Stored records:
- - -

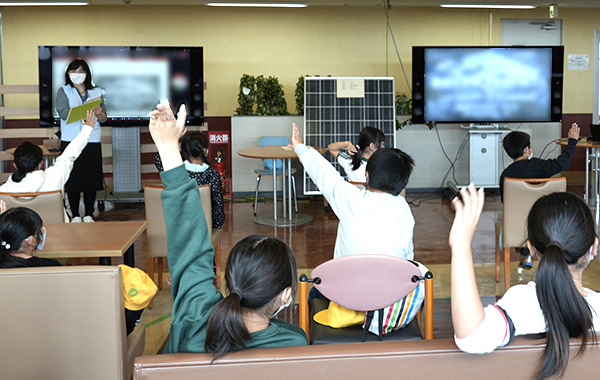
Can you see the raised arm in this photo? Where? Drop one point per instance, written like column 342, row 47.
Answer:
column 336, row 148
column 188, row 241
column 166, row 131
column 61, row 170
column 467, row 309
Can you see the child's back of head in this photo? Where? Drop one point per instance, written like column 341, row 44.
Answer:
column 388, row 170
column 515, row 143
column 368, row 136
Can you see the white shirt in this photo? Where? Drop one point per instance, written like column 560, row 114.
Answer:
column 370, row 222
column 522, row 306
column 358, row 175
column 70, row 131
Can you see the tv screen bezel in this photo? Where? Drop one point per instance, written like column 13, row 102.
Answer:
column 196, row 85
column 419, row 80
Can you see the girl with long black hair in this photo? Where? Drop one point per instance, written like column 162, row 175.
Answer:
column 260, row 274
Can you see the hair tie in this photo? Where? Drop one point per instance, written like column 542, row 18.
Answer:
column 238, row 292
column 556, row 244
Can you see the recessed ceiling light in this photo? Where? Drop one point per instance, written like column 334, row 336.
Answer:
column 257, row 4
column 488, row 6
column 26, row 3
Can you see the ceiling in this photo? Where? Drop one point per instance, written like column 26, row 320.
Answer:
column 372, row 3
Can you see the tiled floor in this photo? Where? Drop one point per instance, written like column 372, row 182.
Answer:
column 313, row 244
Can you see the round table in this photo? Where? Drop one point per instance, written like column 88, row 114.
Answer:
column 46, row 153
column 592, row 156
column 287, row 154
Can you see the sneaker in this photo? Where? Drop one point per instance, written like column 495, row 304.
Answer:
column 526, row 262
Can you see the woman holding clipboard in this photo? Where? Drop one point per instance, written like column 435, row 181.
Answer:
column 86, row 176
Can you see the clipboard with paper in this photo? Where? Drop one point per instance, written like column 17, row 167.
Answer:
column 80, row 112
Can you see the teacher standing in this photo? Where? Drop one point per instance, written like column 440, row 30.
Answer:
column 86, row 176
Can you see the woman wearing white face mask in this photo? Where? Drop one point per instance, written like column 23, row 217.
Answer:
column 86, row 176
column 260, row 273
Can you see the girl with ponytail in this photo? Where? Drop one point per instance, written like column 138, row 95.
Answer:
column 260, row 273
column 561, row 233
column 21, row 234
column 354, row 160
column 194, row 149
column 28, row 176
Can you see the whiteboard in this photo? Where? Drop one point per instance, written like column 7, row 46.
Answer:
column 338, row 108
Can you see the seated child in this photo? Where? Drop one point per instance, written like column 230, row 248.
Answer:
column 29, row 178
column 22, row 233
column 562, row 234
column 354, row 160
column 260, row 273
column 517, row 146
column 376, row 220
column 193, row 152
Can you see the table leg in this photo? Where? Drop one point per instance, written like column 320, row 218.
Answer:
column 129, row 257
column 275, row 191
column 587, row 175
column 595, row 186
column 104, row 261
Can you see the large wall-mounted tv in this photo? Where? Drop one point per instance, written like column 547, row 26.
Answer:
column 487, row 84
column 133, row 80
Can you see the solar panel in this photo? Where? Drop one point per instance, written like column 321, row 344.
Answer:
column 338, row 108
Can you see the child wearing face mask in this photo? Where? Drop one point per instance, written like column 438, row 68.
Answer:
column 29, row 178
column 21, row 234
column 86, row 176
column 518, row 147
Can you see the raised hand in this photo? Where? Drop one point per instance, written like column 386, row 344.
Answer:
column 351, row 148
column 90, row 118
column 466, row 217
column 296, row 139
column 166, row 130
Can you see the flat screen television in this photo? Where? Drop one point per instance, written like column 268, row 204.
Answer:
column 487, row 84
column 133, row 80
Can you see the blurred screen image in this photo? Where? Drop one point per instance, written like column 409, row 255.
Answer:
column 488, row 84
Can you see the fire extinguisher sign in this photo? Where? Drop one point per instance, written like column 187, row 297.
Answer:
column 218, row 138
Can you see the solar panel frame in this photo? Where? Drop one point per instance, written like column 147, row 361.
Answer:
column 329, row 118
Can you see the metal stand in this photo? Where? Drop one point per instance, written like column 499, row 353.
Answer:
column 127, row 168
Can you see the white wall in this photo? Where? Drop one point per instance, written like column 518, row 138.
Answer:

- - -

> _EXERCISE REQUIREMENTS_:
Write out all the entries precisely as given, omitting each image.

> _ANSWER SPACE_:
Can you see the raised arm in this photo? Where? Drop one point per instance, written like column 342, row 47.
Answer:
column 336, row 148
column 188, row 241
column 166, row 131
column 61, row 170
column 467, row 309
Can you see the child's back of head in this photo? Where? Drop one point per instance, written like column 341, row 44.
Answer:
column 388, row 170
column 515, row 143
column 368, row 136
Can you see the white shirt in this photo? Where? Drop one point per instance, written like column 560, row 114.
Answer:
column 370, row 222
column 522, row 306
column 358, row 175
column 70, row 131
Can you see the tv screen bezel in this photo? Where? Drop one point per instance, written like column 13, row 102.
Answer:
column 196, row 85
column 419, row 80
Can you see the girl with long black hair in this photo? Where? Drop one point per instance, written like column 162, row 175.
Answer:
column 260, row 274
Can you see the hair tie in this photo? Where? Drop one point per instance, written like column 542, row 18.
Answer:
column 238, row 292
column 556, row 244
Can you see the recessed ceiling light in this photo? Where? Drop one point per instance, written like column 334, row 336.
Answer:
column 257, row 4
column 488, row 6
column 26, row 3
Can you see the ceiling in this photo? Where? Drop one point per instance, written like column 26, row 320.
Answer:
column 372, row 3
Can you see the tiled floor in this photo? Where? Drop one point per instance, written like column 372, row 182.
Answer:
column 313, row 244
Can you see the round table in this photo? Where? Drop one point per instance, written like column 88, row 114.
Answer:
column 46, row 153
column 592, row 156
column 287, row 154
Can you see the sneaker in this photo? Where? Drop one point per instance, written like column 495, row 304.
Answer:
column 526, row 262
Can you see the woman holding clipboard in this photo? Where? Drop one point per instance, written like column 435, row 181.
Answer:
column 86, row 176
Can you see the clipboard with paper in this photo? Where? Drop one point per instance, written like column 17, row 167.
Answer:
column 80, row 112
Can you see the teacher standing in this photo? Where? Drop one point per instance, written like column 440, row 30.
Answer:
column 86, row 176
Can you see the woman wearing white face mask in this photo? Where? Drop one point per instance, written like column 23, row 217.
Answer:
column 86, row 176
column 260, row 273
Can you see the girl with ponytail in this photo? Where? Drop one point per instance, written like column 138, row 95.
Answer:
column 260, row 273
column 561, row 233
column 21, row 234
column 354, row 160
column 194, row 149
column 28, row 176
Can you see the whiteboard in this photo? Where? Drop one point per instance, written like column 7, row 46.
Answer:
column 338, row 108
Can you see the seated child in this photo? Where? Drop one point per instance, written like column 230, row 248.
Answer:
column 29, row 178
column 22, row 233
column 562, row 234
column 354, row 160
column 260, row 273
column 517, row 146
column 376, row 220
column 193, row 152
Can you see the table leg in this photo? Where? Drop one point per instance, written like column 320, row 218.
Answer:
column 129, row 257
column 275, row 191
column 587, row 175
column 595, row 186
column 104, row 261
Can you see the large wall-mounted tv in this photo? Where? Drop one point per instance, written like column 547, row 26.
Answer:
column 487, row 84
column 133, row 80
Can you see the solar panel in this photo? Where? Drop one point per instance, written like column 321, row 344.
Answer:
column 338, row 108
Can you see the child wearing face mask in this photo? Where? Drop one point per instance, written like column 438, row 68.
Answer:
column 29, row 178
column 21, row 234
column 86, row 176
column 518, row 147
Can you see the raised hand in this photo? Where? Drop one point per instance, written like column 386, row 344.
Answer:
column 351, row 148
column 90, row 118
column 466, row 217
column 296, row 139
column 166, row 130
Can you see the flat screen television in this photo? Where? Drop one point per instance, written like column 268, row 204.
Answer:
column 487, row 84
column 133, row 80
Can you see the blurred screen image in this photo? Where? Drop one point per instance, written like column 409, row 255.
Answer:
column 488, row 84
Can you see the fire extinguisher sign in this photo? Where? Drop one point per instance, written like column 187, row 297.
Answer:
column 218, row 138
Can you see the solar panel frame in this photo? Where? Drop one point per instance, written like column 147, row 361.
Answer:
column 329, row 118
Can you see the metal stand in this photo? Where? Drop one point per instance, written like column 499, row 353.
Answer:
column 127, row 168
Can you see the white wall in this photo? Where? Drop one point per instance, written like column 518, row 138.
Answer:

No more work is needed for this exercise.